[Rows taken from a dataset]
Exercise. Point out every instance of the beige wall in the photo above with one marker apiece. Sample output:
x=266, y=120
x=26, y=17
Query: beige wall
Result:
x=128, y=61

§ Requirements
Format each line of the entries above as a JSON list of strings, with one string per line and no blank lines included.

§ Output
[
  "Exercise. Point out every instance of the beige wall in the photo above with one marker apiece. Sample output:",
  "x=266, y=120",
  "x=26, y=17",
  "Query: beige wall",
  "Result:",
  "x=128, y=61"
]